Goal
Write out the stretch from the line containing "collar on this basis." through the line containing "(1127, 445)", substituting "saffron robe" for "brown robe" and leaving everything else unchanged. Give only those lines.

Object position labeling entries
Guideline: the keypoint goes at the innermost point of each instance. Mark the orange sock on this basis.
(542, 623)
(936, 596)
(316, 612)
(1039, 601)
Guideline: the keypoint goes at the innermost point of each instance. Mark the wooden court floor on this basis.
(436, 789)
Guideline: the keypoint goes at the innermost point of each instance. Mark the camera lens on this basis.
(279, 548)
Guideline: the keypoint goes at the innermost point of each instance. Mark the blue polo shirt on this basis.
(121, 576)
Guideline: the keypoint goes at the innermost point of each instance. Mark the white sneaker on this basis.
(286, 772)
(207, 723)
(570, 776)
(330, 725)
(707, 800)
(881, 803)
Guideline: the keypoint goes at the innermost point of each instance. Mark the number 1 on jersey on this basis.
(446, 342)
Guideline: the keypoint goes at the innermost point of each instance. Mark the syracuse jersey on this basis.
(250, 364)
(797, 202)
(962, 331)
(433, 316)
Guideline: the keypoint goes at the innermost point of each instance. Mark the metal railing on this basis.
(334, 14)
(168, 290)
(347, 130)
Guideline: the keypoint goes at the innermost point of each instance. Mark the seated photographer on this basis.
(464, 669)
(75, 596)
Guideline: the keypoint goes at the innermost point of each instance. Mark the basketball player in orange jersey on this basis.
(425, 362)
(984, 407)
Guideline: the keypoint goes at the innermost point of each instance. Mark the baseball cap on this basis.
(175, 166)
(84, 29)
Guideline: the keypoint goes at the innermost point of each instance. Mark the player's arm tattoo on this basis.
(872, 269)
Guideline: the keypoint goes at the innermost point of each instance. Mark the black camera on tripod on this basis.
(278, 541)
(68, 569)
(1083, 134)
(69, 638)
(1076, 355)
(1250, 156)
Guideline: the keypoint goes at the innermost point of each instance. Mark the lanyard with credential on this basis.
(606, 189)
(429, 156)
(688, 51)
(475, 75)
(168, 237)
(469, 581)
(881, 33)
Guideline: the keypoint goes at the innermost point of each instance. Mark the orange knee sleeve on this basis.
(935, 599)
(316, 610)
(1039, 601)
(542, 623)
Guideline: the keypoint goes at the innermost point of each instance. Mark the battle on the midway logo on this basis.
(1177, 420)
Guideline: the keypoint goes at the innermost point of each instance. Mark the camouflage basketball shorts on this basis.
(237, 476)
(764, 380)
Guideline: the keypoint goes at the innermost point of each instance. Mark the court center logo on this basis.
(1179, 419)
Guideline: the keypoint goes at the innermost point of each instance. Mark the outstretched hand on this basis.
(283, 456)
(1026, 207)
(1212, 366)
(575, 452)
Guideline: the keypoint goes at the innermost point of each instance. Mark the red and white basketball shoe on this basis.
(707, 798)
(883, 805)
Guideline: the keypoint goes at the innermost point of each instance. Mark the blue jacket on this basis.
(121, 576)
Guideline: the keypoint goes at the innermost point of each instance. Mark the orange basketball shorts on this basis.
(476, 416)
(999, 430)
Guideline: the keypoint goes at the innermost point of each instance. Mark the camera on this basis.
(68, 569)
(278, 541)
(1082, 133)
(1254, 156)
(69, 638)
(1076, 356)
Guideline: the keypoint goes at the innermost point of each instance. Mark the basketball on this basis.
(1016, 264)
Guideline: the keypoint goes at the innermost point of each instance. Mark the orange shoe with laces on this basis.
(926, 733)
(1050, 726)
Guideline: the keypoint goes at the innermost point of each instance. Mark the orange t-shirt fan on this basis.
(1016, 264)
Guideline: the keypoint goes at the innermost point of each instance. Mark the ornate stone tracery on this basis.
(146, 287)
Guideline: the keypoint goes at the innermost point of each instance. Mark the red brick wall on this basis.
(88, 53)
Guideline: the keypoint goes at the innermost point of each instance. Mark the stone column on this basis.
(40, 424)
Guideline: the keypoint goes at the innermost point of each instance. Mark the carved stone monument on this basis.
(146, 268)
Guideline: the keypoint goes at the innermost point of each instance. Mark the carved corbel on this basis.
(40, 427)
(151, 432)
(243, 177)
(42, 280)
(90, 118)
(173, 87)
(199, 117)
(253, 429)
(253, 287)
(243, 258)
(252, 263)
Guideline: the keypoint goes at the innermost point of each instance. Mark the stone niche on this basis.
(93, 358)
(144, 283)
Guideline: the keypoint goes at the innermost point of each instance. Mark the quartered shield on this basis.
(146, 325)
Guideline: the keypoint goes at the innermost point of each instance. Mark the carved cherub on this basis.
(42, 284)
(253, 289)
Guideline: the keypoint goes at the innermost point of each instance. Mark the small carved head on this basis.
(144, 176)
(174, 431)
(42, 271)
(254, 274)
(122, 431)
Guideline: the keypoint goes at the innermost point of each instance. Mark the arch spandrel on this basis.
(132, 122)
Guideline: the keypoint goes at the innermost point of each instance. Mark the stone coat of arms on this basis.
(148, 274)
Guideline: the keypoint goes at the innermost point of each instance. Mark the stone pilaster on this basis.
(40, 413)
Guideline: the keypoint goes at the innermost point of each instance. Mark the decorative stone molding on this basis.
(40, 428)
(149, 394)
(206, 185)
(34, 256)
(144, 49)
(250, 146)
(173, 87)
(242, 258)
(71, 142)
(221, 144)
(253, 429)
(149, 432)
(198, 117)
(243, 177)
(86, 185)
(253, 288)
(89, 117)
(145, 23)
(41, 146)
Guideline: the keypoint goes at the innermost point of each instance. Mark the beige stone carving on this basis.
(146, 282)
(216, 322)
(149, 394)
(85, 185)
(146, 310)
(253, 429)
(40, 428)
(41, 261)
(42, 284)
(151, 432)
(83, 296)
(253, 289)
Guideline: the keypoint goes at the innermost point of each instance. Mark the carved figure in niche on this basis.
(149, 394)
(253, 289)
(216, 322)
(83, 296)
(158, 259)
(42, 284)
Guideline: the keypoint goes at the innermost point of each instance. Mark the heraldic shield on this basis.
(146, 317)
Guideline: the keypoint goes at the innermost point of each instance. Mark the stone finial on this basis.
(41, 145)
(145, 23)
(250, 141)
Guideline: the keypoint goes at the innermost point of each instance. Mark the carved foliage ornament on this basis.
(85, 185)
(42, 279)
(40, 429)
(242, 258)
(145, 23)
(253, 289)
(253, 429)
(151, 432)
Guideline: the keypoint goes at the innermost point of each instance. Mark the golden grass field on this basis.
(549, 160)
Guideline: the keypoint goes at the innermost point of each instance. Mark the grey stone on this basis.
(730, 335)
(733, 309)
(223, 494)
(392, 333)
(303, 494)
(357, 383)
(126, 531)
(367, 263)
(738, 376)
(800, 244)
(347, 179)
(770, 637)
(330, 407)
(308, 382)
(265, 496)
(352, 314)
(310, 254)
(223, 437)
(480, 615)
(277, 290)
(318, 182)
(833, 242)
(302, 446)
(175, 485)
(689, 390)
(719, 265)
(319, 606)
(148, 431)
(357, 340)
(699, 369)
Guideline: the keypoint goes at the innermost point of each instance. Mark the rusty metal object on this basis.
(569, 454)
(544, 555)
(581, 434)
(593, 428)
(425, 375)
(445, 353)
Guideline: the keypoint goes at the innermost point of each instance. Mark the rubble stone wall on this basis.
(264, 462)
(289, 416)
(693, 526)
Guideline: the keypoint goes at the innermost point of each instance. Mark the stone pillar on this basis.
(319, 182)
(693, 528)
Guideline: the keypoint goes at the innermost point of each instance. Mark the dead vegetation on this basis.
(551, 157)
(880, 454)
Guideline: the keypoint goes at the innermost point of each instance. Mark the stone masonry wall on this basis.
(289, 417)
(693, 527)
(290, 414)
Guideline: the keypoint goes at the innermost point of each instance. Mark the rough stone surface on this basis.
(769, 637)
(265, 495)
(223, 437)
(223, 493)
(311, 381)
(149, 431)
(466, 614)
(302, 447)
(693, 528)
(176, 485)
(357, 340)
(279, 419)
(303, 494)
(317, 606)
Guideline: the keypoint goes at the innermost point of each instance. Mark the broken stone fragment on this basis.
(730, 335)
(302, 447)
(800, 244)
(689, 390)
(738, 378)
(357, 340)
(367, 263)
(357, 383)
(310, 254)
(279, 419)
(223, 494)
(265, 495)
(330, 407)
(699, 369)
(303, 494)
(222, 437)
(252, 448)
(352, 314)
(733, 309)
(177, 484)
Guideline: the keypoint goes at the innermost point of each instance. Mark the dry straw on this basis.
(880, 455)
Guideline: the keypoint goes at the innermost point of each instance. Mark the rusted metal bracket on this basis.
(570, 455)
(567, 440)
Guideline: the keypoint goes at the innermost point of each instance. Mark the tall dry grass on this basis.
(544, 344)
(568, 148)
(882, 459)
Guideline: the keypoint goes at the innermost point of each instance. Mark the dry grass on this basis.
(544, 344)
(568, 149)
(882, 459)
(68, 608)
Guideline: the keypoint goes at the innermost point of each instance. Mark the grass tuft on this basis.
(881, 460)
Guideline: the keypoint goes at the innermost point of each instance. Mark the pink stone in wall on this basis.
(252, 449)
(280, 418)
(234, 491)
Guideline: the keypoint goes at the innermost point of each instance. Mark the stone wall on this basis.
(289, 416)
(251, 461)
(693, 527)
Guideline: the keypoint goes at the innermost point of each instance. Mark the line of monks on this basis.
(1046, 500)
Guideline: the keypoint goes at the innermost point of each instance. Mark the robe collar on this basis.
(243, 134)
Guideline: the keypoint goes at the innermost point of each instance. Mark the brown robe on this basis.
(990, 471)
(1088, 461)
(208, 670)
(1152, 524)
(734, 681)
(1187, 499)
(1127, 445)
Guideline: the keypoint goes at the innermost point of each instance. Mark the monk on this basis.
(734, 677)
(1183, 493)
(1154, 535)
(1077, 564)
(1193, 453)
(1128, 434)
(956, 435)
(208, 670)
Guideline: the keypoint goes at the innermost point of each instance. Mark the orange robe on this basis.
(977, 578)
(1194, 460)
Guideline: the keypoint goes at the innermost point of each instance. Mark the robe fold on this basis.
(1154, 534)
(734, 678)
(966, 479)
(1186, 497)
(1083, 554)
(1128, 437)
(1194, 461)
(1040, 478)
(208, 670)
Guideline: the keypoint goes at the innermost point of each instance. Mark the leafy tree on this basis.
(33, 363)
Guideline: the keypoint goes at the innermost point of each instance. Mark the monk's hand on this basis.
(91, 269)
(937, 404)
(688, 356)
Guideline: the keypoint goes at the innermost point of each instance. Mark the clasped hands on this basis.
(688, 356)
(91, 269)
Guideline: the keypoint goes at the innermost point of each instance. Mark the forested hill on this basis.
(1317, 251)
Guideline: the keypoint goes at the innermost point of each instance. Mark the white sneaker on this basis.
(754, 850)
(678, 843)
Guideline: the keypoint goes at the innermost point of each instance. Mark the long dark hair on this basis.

Result of this exercise
Guideline: the keypoint goes at the innermost point of each instance. Mark the robe collar on this basis.
(243, 134)
Guideline: the keypoint goes at the innermost point of each instance. Mark the saffron robe on this basis.
(990, 471)
(1088, 461)
(208, 670)
(1152, 524)
(734, 681)
(1187, 499)
(1127, 445)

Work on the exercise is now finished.